TEXTO CITADO.
○ ○ ○
Marco Milani
Ao longo de seu discurso à comunidade de
espíritas das cidades francesas de Lyon e Bordeaux, em 1862, Kardec[2]
categorizou os adeptos em três grandes grupos:
I.
Os que creem pura e simplesmente nos
fenômenos das manifestações, mas que deles não deduzem qualquer consequência
moral;
II.
Os que percebem o alcance moral, mas o
aplicam aos outros e não a si mesmos;
III.
Os que aceitam pessoalmente todas as
consequências da doutrina e que praticam ou se esforçam por praticar sua moral.
O verdadeiro espírita, portanto,
aplica em si mesmo o que muitos apenas manifestam em discursos normativos
carregados de lições enobrecedoras, mas vazios de ações.
Entre cada uma dessas categorias
poderiam ser apontadas múltiplas subcategorias, proporcionais à maturidade
moral e intelectual dos indivíduos. Uma delas seria formada por aqueles que
apresentam-se como adeptos, porém adequam os ensinos aos próprios interesses e
não raramente procuram legitimar suas opiniões particulares sobre diversos
assuntos polêmicos alegando essas estarem embasadas no Espiritismo. Tal é o
espírita por conveniência, que customiza a fé conforme seus interesses e
ambições.
A fé customizada é adotada em
detrimento da coerência doutrinária por novos sofistas que distorcem a
realidade para moldar a aparência da verdade. Tal distorção decorre, muitas
vezes, das paixões que o suposto adepto carrega e direcionam sua cosmovisão e
consequente argumentação. Ao invés de servir-se das premissas doutrinárias para
se autoconhecer, aprimorar-se e repensar suas crenças anteriores com natural
mudança de atitudes, ele faz o inverso, partindo de arraigadas convicções
ideológicas para encaixar o Espiritismo nessas propostas. O que não couber ou
for divergente, simplesmente ignora-se ou reinterpreta-se.
Assim ocorre com as paixões políticas. Em um
mundo de expiações e provas, não faltam antigas propostas revolucionárias
sociais que prometem a concretização do reino de justiça na Terra desde que
seguida determinada cartilha já idealizada por intérpretes da história e
planejadores do comportamento coletivo. Quase a totalidade dessas receitas
utópicas de felicidade desconhecem o processo interexistencial de
desenvolvimento e pregam a imposição de relações econômicas artificiais e
coletivistas como aquelas que transformariam moralmente o indivíduo, mas que
acabam por sufocá-lo. Para esses, o Espírito Erasto[3]
assim se manifesta:
Acabo de pronunciar a palavra igualitária. Julgo útil
deter-me um pouco nela, porque absolutamente não vimos pregar, em vosso meio, utopias
impraticáveis, e também porque, ao contrário, repelimos com energia tudo quanto
pareça ligar-se às prescrições de um comunismo antissocial; antes de tudo,
somos essencialmente propagandistas da liberdade individual, indispensável ao
desenvolvimento dos encarnados; por conseguinte, inimigos declarados de tudo
quanto se aproxime dessas legislações conventuais, que aniquilam brutalmente os
indivíduos.
○ ○ ○
REGISTROS DO CONJUNTO.
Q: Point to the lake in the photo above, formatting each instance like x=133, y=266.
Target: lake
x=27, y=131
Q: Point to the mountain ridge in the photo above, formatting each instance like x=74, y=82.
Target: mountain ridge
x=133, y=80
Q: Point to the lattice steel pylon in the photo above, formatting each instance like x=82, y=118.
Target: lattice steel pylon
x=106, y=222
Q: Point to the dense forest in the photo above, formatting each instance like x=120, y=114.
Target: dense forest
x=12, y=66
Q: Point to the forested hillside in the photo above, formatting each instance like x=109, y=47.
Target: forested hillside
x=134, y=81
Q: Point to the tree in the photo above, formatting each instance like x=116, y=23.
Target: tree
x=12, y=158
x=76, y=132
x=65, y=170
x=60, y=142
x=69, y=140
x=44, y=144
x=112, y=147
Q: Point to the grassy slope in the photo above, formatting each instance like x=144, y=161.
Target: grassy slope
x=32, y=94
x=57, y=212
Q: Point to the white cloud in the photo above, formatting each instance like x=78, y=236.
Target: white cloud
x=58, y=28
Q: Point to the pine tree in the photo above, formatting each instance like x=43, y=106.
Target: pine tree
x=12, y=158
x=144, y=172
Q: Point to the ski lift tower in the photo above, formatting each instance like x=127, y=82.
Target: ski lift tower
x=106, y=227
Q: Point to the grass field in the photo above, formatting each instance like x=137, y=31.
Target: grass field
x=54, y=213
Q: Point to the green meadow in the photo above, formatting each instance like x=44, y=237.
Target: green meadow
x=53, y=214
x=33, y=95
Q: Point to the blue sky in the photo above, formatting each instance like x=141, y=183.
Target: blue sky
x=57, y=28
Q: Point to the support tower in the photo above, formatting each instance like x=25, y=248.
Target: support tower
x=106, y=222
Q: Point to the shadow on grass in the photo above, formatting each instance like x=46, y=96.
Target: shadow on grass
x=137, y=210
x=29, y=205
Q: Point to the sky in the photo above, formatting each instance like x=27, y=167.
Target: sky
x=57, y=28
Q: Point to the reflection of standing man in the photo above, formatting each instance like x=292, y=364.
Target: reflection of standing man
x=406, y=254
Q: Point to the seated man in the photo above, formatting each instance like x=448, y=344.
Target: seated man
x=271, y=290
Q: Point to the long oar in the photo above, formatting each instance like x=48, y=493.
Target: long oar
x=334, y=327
○ ○ ○
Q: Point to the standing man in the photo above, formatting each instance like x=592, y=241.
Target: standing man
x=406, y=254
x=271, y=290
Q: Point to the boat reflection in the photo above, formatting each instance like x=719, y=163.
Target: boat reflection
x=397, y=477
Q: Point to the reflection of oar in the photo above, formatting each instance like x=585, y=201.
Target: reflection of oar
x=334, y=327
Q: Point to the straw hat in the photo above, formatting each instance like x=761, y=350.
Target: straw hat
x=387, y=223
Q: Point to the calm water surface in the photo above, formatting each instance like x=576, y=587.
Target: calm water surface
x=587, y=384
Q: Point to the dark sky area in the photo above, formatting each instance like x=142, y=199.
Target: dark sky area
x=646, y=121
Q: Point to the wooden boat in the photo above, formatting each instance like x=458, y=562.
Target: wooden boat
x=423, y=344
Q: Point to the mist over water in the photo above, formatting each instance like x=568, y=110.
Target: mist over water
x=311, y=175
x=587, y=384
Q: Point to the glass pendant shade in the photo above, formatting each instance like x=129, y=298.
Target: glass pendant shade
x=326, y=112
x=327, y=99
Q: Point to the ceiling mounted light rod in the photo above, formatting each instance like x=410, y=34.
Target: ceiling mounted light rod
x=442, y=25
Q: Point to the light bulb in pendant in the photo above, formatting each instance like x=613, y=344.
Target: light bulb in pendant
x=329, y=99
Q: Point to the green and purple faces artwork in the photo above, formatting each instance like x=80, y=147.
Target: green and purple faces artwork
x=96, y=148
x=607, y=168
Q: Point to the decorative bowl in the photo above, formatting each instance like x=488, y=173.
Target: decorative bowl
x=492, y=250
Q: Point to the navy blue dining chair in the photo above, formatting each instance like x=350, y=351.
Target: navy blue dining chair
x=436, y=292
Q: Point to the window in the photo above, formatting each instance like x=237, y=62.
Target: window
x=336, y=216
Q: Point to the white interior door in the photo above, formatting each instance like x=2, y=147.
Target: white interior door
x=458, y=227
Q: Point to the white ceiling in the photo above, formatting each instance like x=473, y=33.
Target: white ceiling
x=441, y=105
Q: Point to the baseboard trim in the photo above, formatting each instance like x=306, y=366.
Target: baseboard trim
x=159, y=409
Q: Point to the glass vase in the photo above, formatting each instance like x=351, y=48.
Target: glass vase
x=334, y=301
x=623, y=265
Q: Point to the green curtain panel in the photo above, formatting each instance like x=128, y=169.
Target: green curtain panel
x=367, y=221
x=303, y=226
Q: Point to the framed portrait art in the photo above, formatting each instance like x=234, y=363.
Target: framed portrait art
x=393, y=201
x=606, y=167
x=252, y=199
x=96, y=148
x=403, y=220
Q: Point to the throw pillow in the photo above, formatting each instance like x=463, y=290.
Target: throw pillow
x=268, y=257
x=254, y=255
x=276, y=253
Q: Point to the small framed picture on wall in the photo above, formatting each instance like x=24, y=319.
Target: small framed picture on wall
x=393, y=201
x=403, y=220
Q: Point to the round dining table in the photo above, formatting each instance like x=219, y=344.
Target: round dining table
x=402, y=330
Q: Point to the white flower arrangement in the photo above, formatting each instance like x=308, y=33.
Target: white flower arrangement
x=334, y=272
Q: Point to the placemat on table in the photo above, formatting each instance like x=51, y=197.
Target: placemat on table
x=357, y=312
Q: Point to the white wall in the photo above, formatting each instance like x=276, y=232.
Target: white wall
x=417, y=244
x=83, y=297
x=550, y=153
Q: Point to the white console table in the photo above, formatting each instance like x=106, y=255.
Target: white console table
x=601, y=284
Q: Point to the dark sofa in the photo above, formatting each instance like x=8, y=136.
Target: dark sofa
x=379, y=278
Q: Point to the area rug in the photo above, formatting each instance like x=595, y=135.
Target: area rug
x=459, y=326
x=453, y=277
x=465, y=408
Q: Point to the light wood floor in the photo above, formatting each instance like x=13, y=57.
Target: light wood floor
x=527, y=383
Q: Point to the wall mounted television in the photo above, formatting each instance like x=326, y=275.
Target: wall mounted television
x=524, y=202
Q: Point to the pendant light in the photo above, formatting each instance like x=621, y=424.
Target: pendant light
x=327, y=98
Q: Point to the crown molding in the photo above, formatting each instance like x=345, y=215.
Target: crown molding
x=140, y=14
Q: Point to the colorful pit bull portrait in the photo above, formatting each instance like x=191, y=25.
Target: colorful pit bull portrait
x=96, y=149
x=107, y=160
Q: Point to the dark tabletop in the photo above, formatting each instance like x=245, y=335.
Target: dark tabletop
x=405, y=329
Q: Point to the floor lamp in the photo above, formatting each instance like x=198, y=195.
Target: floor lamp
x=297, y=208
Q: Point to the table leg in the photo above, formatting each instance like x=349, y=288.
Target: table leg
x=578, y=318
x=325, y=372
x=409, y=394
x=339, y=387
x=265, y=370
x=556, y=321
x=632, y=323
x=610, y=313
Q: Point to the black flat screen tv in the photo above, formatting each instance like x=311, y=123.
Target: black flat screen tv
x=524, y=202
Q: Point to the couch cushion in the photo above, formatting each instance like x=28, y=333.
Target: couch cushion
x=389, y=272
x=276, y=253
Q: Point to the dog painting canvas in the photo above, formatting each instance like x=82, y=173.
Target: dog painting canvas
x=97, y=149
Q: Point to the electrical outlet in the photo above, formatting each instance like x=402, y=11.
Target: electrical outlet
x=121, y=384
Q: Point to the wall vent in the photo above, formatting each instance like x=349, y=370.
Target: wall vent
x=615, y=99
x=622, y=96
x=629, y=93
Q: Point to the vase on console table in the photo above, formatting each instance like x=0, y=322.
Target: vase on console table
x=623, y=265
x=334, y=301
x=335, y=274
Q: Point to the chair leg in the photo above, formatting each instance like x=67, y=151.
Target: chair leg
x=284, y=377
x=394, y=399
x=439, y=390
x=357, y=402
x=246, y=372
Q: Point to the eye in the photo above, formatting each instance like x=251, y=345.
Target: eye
○ ○ ○
TAREFAS PROPOSTAS.
1 – Reescreva de forma mais concisa o parágrafo do texto citado que começa com "A fé customizada é adotada", mantendo seus fatos principais.
2 – Segundo o texto citado, em que ano Kardec fez o discurso aos espíritas de Lyon e Bordeaux?
3 – Prossiga o texto sobre os adeptos do Espiritismo a partir do ponto em que ele termina.
Os registros constituem material independente do texto citado.

RESPOSTAS DO EXERCÍCIO.
1 – Novos sofistas adotam a fé customizada em prejuízo da coerência doutrinária e distorcem a realidade para dar-lhe aparência de verdade. Essa distorção costuma nascer das paixões do suposto adepto, que orientam sua visão de mundo e seus argumentos. Em vez de usar a doutrina para se conhecer, se aprimorar e rever crenças, ele parte de convicções ideológicas e encaixa nelas o Espiritismo. O que diverge dessas convicções é ignorado ou reinterpretado.

2 – Em 1862.

3 –
Fruto de ilusões utópicas, muitos espíritas
por conveniência selecionam e reinterpretam conceitos doutrinários para
legitimar o modelo político que carregam de sistemas de relações
socioeconômicas que dependem da perfeição moral de todos.
As questões transitórias sociais
recorrentemente estavam presentes nos diálogos de Allan Kardec com os Espíritos
e o respectivo ensino doutrinário contém os elementos fundamentais para a
construção de uma sociedade terrena mais justa e fraterna, lastreada no
conhecimento da realidade espiritual e da finalidade da reencarnação.
A contribuição primordial do
Espiritismo no progresso social evidencia-se na condição de um poderoso agente
de transformação moral da humanidade, sem qualquer enquadramento em concepções
político-ideológicas já concebidas.
Como filosofia
interexistencialista, o Espiritismo não se limita às relações do mundo
material, pois expande a compreensão da realidade e desloca a finalidade última
do ser para a conquista do verdadeiro Reino de Deus em si mesmo. As misérias
humanas são reflexos do nível moral dos indivíduos, confrontando-os com as
chagas do orgulho e do egoísmo, incentivando-os a exercitar a inteligência e
praticar a caridade em seu verdadeiro sentido, em harmonia com as leis divinas.
O Espiritismo, ao demonstrar a
responsabilidade de cada sobre suas ações e respectivas consequências durante o
processo reencarnatório em plena conformidade com as leis naturais, afasta-se
da míope perspectiva materialista histórica que concebe o homem como produto de
seu meio e ignora sua bagagem reencarnatória, suas tendências e necessidades
evolutivas para a realização espiritual. A expressão “a cada um segundo suas
obras” resume a essência meritocrática do esforço individual na jornada
interior em busca da verdadeira felicidade, segundo o Espiritismo.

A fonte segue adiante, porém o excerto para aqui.